# [Vorliegender Text]
================
Im Südsudan: „Es geht ums Überleben“

Südsudan, Bürgerkrieg, Comboni

Nachdem Comboni-Missionar Hans Eigner und seine Weggefährten eine Autopanne hatten, mussten sie sich während der Regenzeit zu Fuß durch den Busch schlagen. Foto: Eigner

2011 hat der Südsudan seine Unabhängigkeit vom Sudan erklärt. Zwei Jahre später ist ein Bürgerkrieg ausgebrochen und heute tobt dort ein blutiger Konflikt. Es hat mit Kämpfen zwischen zwei Stämmen begonnen: den Dinka und den Nuer. Aber mittlerweile sind fast alle der 64 Stämme des Landes in den Konflikt verwickelt. Wie so oft geht es um Geld, Macht und Ressourcen. Außerdem herrscht noch eine schlimme Hungerkrise in dem Land. Inmitten von all diesem Chaos aus Krieg und Gewalt hat Comboni-Missionar Hans Eigner in der Hauptstadt Juba ein Friedenszentrum gebaut. Der Comboni-Orden engagiert sich weltweit mit verschiedenen Projekten, um Menschen in Notlagen zu helfen. Im Interview mit Grenzen-Überschreiter spricht der studierte Bauingenieur über seine Motivation, das Land und die Gefahren, die er erlebt hat.
================
# [Aufgabenstellung A]
Ändere im Text über den Südsudan „Friedenszentrum“ zu „Ausbildungszentrum“ und gib den Abschnitt wieder, der mit den Worten „2011 hat der“ beginnt und nach „er erlebt hat.“ endet.
Der Text und die Auflistung haben inhaltlich nichts miteinander zu tun.

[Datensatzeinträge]
================
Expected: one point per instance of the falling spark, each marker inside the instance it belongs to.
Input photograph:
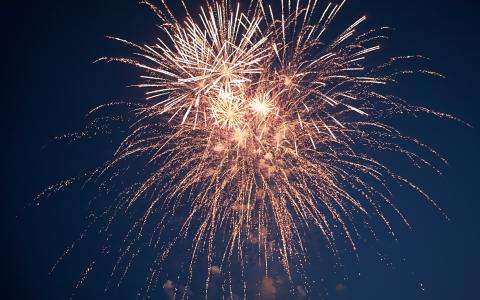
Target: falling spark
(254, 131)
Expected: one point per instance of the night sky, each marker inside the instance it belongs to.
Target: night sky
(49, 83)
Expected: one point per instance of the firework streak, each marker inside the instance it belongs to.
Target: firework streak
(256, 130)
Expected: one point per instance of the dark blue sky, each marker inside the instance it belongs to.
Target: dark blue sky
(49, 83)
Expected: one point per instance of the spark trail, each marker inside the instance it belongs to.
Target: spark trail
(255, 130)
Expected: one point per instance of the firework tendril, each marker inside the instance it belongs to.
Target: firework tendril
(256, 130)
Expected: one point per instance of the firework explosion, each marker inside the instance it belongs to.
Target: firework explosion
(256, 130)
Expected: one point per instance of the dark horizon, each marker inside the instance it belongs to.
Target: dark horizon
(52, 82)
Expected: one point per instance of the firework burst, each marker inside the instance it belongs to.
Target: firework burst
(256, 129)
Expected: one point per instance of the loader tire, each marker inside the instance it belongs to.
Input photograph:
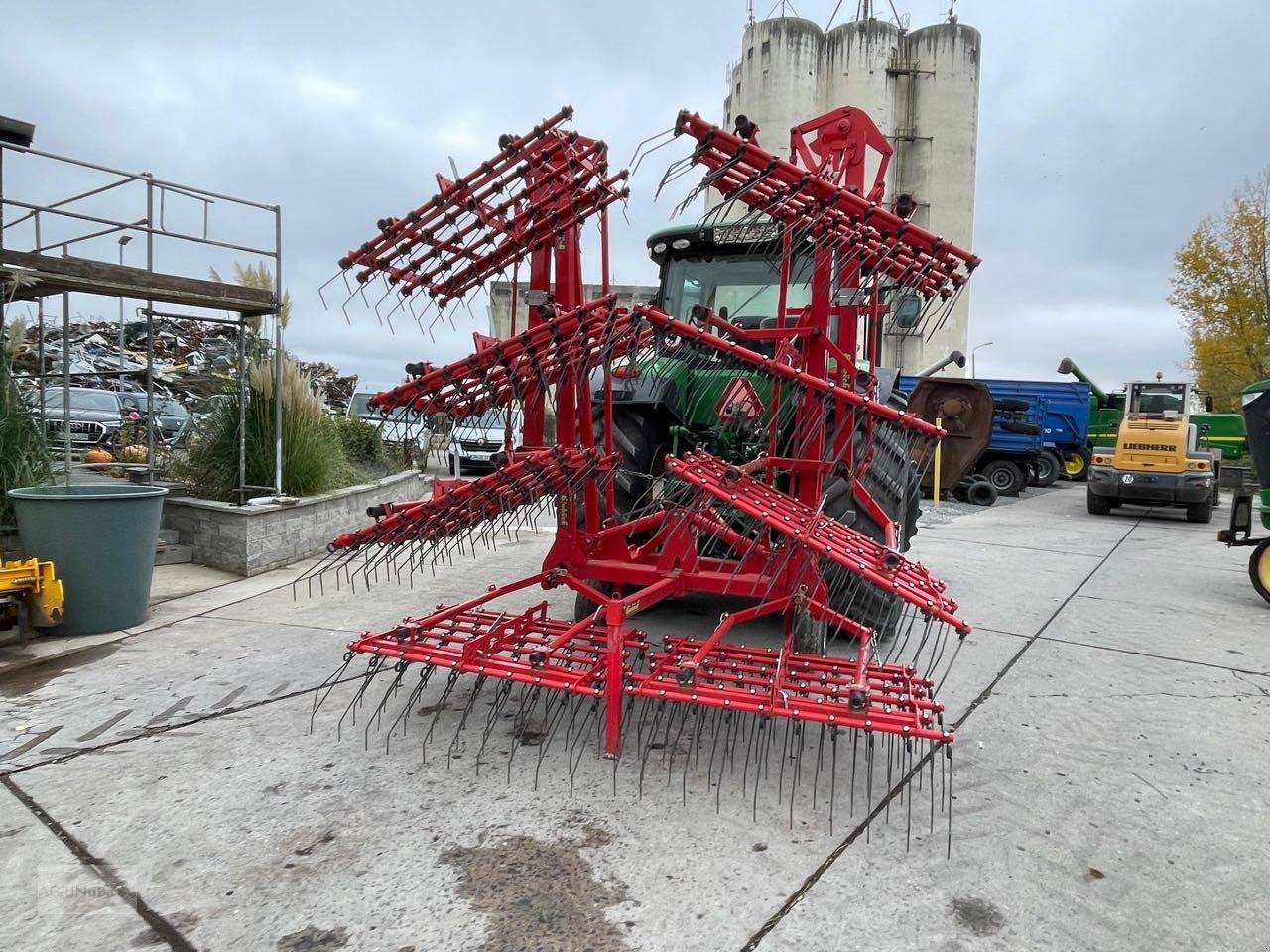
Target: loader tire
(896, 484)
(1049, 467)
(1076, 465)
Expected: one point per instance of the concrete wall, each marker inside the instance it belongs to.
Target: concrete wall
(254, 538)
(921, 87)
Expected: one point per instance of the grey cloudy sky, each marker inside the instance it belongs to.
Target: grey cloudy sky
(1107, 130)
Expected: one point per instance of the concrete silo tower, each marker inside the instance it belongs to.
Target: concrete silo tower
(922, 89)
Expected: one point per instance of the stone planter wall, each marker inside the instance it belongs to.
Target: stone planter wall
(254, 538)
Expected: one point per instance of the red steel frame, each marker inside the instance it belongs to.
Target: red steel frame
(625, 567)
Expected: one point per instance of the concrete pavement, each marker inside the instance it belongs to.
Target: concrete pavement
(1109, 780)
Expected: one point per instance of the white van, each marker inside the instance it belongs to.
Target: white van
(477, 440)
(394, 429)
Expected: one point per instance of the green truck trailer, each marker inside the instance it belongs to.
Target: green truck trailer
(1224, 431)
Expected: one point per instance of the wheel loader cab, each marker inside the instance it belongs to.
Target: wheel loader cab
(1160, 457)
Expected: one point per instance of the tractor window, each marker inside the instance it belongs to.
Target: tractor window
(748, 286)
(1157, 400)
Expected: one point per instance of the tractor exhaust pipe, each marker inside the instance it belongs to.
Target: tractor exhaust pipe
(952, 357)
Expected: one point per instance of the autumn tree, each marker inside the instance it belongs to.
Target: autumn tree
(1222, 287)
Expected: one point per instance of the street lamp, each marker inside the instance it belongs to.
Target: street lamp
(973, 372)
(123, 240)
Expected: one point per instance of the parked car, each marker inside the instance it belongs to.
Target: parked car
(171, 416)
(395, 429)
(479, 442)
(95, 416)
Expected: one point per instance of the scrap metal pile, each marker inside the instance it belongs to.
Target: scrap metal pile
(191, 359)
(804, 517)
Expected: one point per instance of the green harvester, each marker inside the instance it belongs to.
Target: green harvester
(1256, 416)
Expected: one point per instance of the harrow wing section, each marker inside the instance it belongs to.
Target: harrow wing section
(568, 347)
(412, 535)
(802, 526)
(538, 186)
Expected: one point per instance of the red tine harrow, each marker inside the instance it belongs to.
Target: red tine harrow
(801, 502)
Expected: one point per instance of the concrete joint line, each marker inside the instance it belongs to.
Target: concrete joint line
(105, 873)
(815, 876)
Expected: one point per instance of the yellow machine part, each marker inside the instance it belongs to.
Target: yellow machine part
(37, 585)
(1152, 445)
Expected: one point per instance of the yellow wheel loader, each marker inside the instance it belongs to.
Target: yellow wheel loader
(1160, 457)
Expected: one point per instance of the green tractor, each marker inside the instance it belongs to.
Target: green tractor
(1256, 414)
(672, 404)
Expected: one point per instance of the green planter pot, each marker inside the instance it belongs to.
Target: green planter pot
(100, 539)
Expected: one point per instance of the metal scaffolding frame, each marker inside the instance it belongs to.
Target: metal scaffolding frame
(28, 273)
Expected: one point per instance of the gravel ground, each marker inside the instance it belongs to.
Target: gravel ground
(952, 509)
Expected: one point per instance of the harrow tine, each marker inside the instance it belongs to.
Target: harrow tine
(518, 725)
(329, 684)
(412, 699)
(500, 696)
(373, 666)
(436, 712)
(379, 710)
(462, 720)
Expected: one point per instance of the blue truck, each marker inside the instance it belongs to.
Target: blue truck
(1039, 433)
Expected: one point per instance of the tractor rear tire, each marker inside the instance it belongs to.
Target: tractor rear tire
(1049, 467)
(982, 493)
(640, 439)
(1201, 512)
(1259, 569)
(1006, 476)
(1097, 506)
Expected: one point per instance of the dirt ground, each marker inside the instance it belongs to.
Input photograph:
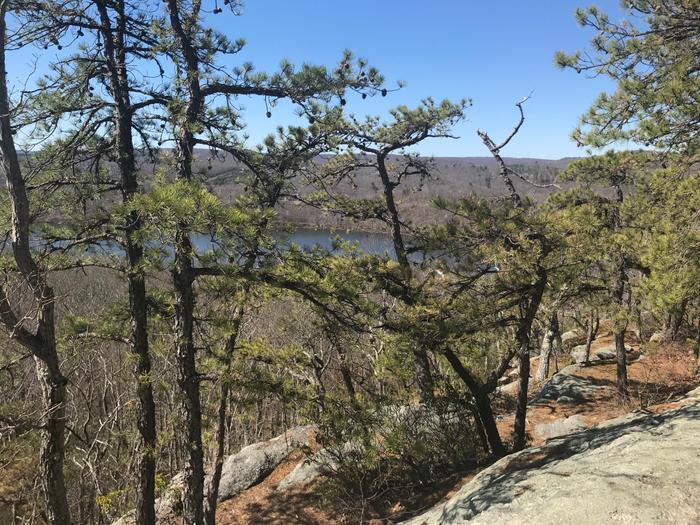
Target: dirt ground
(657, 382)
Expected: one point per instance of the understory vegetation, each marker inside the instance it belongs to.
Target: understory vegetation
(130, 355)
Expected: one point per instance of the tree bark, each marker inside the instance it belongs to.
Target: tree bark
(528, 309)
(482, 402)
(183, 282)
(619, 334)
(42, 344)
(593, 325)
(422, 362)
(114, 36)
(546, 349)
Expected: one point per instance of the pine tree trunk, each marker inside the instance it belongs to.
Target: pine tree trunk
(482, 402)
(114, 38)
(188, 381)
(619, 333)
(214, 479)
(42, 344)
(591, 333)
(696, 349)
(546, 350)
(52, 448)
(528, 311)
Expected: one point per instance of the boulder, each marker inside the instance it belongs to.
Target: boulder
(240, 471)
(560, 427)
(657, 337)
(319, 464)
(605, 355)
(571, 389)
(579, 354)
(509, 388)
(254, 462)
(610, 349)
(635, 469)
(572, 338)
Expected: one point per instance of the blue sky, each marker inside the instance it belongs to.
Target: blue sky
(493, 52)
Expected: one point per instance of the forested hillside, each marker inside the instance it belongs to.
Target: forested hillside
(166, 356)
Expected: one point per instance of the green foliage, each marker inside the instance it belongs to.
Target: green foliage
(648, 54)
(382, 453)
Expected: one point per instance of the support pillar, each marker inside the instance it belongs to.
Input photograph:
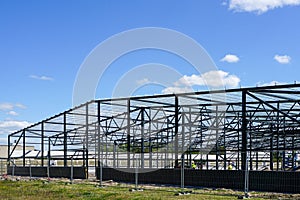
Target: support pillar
================
# [Aufgabenstellung B]
Gib die Zeilen der Auflistung von der Zeile mit „Expected: one point per instance of the concrete pavement, each“ bis einschließlich der Zeile mit „(1157, 400)“ vollständig wieder, auch die Zeilen ohne Zahlen. Multipliziere dabei jede Punktkoordinate in den Antworten mit 2,3 und runde auf ganze Zahlen, wobei ,5 aufgerundet wird.

# [Erwartete Antwort A]
2011 hat der Südsudan seine Unabhängigkeit vom Sudan erklärt. Zwei Jahre später ist ein Bürgerkrieg ausgebrochen und heute tobt dort ein blutiger Konflikt. Es hat mit Kämpfen zwischen zwei Stämmen begonnen: den Dinka und den Nuer. Aber mittlerweile sind fast alle der 64 Stämme des Landes in den Konflikt verwickelt. Wie so oft geht es um Geld, Macht und Ressourcen. Außerdem herrscht noch eine schlimme Hungerkrise in dem Land. Inmitten von all diesem Chaos aus Krieg und Gewalt hat Comboni-Missionar Hans Eigner in der Hauptstadt Juba ein Ausbildungszentrum gebaut. Der Comboni-Orden engagiert sich weltweit mit verschiedenen Projekten, um Menschen in Notlagen zu helfen. Im Interview mit Grenzen-Überschreiter spricht der studierte Bauingenieur über seine Motivation, das Land und die Gefahren, die er erlebt hat.

# [Erwartete Antwort B]
Expected: one point per instance of the concrete pavement, each marker inside the instance it belongs to.
Target: concrete pavement
(2551, 1794)
Expected: one point per instance of the white van, each marker inside the instance it belongs to.
Target: white van
(1097, 1012)
(906, 987)
Expected: one point per instance of the green truck trailer, each marker inside the instance it belongs to.
Target: green truck trailer
(2815, 991)
Expected: one point per instance of the wheel loader cab, each marker inside the instance it belongs to.
Target: wheel loader cab
(2668, 1051)
Expected: one point per instance of the tractor window, each marker inside the instance it belongs to.
Target: tractor window
(1720, 658)
(2661, 920)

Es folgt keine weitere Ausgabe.